Location identification items
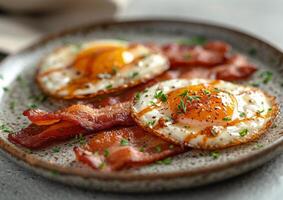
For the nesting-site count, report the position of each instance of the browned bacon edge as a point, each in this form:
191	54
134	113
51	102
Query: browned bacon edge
65	124
106	152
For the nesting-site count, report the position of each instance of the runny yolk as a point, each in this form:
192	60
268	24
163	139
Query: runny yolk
102	60
201	103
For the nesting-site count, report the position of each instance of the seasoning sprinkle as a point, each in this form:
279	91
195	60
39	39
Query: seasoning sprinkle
215	154
160	95
226	119
124	142
243	132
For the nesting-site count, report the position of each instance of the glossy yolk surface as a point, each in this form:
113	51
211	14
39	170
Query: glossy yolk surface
102	60
201	103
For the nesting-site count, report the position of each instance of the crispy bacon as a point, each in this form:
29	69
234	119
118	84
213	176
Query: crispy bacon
87	117
124	148
208	61
34	136
65	124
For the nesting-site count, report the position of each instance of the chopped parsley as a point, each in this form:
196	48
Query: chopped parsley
259	145
196	40
12	105
182	106
138	96
266	76
226	119
5	89
151	123
256	84
103	76
243	132
207	92
166	161
214	154
124	142
152	103
252	52
217	90
184	94
242	114
5	128
158	149
160	95
80	139
141	149
134	75
32	106
109	86
102	165
56	149
260	111
187	56
114	70
106	153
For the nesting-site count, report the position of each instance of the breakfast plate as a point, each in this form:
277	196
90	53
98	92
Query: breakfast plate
190	169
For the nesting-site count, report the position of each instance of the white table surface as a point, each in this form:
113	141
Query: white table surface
260	17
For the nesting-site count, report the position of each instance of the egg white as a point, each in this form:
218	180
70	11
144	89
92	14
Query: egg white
51	79
250	101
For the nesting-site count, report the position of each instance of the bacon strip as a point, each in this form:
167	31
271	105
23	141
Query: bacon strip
87	117
124	148
35	137
65	124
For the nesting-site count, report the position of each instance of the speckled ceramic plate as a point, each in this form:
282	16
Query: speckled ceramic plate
190	169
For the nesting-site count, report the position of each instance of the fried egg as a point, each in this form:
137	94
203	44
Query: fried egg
204	114
98	67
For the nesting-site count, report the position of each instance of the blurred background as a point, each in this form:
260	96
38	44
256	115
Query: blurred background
24	21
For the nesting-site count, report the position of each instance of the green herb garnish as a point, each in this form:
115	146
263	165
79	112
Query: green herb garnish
12	105
226	119
5	89
152	103
158	149
151	123
80	139
243	132
56	149
214	154
134	75
32	106
160	95
182	106
109	86
124	142
138	96
106	153
266	76
207	92
5	128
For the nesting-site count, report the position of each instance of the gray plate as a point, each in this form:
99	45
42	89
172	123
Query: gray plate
190	169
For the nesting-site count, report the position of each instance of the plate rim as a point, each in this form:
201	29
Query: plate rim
19	154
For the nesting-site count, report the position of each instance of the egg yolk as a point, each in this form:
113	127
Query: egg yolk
201	104
102	60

Work instructions: Copy these rows word for word, leaving out the pictures.

Finished task:
For the nesting-site count, report the position of each instance of the browned bacon edge as a point, each in this form:
191	54
134	113
51	102
Query: browned bacon edge
65	124
106	152
For the nesting-site count, report the position of each instance of the runny yolk as a point, each in this form:
192	60
268	24
163	139
Query: runny yolk
102	60
201	103
For the nesting-site count, report the position of each instance of the seasoning sprinkle as a point, each in this form:
279	91
195	60
39	39
Query: seasoning sprinkle
215	154
160	95
226	119
124	142
243	132
For the nesting-site count, report the position of each instance of the glossy yolk surface as a point, each in this form:
113	51
211	14
39	170
Query: glossy yolk surface
102	60
201	103
For the nesting-site count, report the position of each instance of the crispy bacon as a point, each in this form:
29	69
234	119
118	84
213	176
Query: crispy bacon
87	117
124	148
208	61
34	136
65	124
For the nesting-site count, report the position of each instance of the chopped parsley as a point, each in this form:
196	48
Query: chopped parsley
259	145
196	40
12	105
182	106
138	96
266	76
226	119
5	89
151	123
256	84
103	76
243	132
207	92
166	161
214	154
124	142
152	103
252	52
217	90
184	94
242	114
5	128
158	149
160	95
80	139
141	149
134	75
32	106
109	86
102	165
56	149
260	111
187	56
114	70
106	153
For the nesting-site count, report the position of each instance of the breakfast plate as a point, each in this form:
277	196
90	53
98	92
Query: breakfast plate
190	169
For the nesting-site count, report the position of each instance of the white table surface as a point, each in this form:
113	141
Query: white table surface
260	17
For the nesting-site count, report the position of each instance of the egg white as a point, each in this form:
218	180
70	11
144	89
92	14
Query: egg white
51	79
250	101
For the nesting-site count, report the position of each instance of the bacon strip as a point, each in this form:
167	31
271	105
23	141
Query: bacon strip
87	117
124	148
35	137
65	124
For the nesting-site count, report the position of each instance of the speckled ceramic plate as a point, each in this form:
282	16
Query: speckled ceramic plate
190	169
For the nesting-site count, report the position of each instance of the fried egg as a point, each in this form:
137	94
203	44
Query: fried egg
204	114
98	67
For the nesting-site count, report the position of each instance of the blurred background as a point, each in this form:
260	96
38	44
256	115
Query: blurred background
24	21
For the nesting-site count, report the position of each instance of the green herb garnish as a point, each in this form:
115	146
263	165
79	112
Query: green herb garnish
12	105
226	119
5	89
152	103
158	149
151	123
80	139
243	132
56	149
214	154
134	75
32	106
160	95
182	106
109	86
124	142
138	96
106	153
266	76
207	92
5	128
For the nesting-site count, report the position of each instance of the gray plate as a point, each in this form:
99	45
42	89
172	123
Query: gray plate
190	169
For the nesting-site count, report the position of each instance of the plate rim as a point, each in this form:
201	29
Query: plate rim
19	154
For the nesting-site count, report the position of each instance of the egg yolk as a point, each in this form:
113	127
Query: egg yolk
201	104
102	60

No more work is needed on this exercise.